• Lista de tareas:
1 > Resume el fragmento en dos oraciones.
2 > Indica, por favor, si cada afirmación coincide con el fragmento y justifica cada respuesta con una cita textual de él: (a) La cibernética pudo desarrollarse antes de la muerte de Stalin. (b) Nikolái Marr defendía que la estructura lingüística está determinada por la superestructura. (c) La estadística fue atacada por ser considerada una ciencia social.

• Sección del documento:

En 1951 se declaró idealista la teoría de la resonancia estructural del físico cuántico Linus Pauling, también tildada de “pseudociencia burguesa”. Por su dificultad para ser incluida en el canon del materialismo dialéctico, también se cercenó la cibernética, que sólo pudo desarrollarse a partir de la muerte de Stalin. Stalin discutió y abatió, también, las teorías del lingüista Nikolái Marr, quien defendía que la estructura lingüística está determinada por la superestructura. Al ser considerada la estadística una ciencia social, también resultó atacada, y se declararon falsas oficialmente las leyes de los grandes números y la desviación estándar. En España todo es mucho más cutre, cuando el gobierno socialista pretende dictar lo que ha de ser la historia y dar rienda suelta a admitir que arte es el insulto de sus delincuentes y malandros protegidos, de forma nos vemos ante monumentales incoherencias como la del reciente chiste según el cual podemos insultar gravemente y amenazar, pero no se puede decir un piropo a una mujer, porque lo primero es libertad de expresión y lo segundo un delito punible.

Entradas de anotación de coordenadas
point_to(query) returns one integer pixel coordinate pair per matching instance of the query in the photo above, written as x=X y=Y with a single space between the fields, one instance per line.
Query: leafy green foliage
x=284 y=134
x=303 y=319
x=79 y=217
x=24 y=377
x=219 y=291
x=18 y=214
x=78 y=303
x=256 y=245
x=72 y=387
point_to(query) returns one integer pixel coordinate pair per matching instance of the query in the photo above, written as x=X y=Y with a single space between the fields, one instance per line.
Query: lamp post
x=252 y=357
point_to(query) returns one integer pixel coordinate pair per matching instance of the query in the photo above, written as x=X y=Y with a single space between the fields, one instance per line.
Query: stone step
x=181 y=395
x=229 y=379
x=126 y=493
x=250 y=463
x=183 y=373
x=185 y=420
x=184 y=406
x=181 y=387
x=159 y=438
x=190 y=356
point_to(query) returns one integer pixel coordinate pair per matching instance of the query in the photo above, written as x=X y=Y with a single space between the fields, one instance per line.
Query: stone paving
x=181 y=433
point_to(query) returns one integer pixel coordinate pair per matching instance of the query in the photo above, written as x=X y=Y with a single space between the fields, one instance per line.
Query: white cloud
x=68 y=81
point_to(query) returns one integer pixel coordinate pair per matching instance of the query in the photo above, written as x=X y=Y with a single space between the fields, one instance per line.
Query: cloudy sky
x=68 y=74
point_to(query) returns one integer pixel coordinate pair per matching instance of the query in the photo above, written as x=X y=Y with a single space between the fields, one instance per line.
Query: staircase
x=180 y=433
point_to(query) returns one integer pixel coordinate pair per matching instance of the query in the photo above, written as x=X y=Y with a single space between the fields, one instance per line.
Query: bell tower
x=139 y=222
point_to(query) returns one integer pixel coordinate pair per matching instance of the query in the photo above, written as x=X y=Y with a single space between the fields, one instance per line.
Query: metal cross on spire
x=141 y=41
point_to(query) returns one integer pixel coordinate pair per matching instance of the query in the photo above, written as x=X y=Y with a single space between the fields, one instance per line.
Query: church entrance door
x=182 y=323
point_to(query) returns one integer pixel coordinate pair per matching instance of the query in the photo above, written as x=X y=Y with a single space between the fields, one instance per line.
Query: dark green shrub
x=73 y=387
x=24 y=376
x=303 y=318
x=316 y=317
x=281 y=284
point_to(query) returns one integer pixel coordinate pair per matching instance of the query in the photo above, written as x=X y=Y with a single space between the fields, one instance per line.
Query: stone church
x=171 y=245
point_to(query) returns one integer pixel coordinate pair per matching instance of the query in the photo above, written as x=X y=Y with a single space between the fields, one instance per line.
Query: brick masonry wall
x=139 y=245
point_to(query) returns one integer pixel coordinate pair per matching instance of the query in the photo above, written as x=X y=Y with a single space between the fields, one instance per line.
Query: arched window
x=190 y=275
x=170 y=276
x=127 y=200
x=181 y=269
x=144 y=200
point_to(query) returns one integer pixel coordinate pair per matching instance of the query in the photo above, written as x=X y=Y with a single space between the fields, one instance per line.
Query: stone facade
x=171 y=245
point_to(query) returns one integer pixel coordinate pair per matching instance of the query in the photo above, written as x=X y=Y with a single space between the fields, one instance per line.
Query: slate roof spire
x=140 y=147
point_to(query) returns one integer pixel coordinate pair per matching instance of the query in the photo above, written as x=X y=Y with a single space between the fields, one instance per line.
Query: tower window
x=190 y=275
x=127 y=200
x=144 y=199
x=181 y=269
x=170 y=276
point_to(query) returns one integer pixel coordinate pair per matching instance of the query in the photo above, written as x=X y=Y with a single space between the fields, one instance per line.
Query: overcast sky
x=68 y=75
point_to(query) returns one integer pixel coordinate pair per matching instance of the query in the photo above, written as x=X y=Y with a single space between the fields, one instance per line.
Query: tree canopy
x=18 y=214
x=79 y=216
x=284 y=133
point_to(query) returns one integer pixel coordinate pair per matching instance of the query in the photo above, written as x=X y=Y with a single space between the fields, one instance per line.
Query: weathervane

• Resultados del ejercicio:
1 > El fragmento cuenta que en 1951 se declaró idealista la teoría de la resonancia estructural de Linus Pauling, que la cibernética se cercenó y solo pudo desarrollarse tras la muerte de Stalin, que Stalin abatió las teorías del lingüista Nikolái Marr y que la estadística fue atacada, con las leyes de los grandes números y la desviación estándar declaradas falsas oficialmente. Después afirma que en España el gobierno socialista pretende dictar lo que ha de ser la historia y que se permite insultar gravemente y amenazar, mientras que decir un piropo a una mujer es un delito punible.

2 >
(a) No: "sólo pudo desarrollarse a partir de la muerte de Stalin".
(b) Sí: "quien defendía que la estructura lingüística está determinada por la superestructura".
(c) Sí: "Al ser considerada la estadística una ciencia social, también resultó atacada".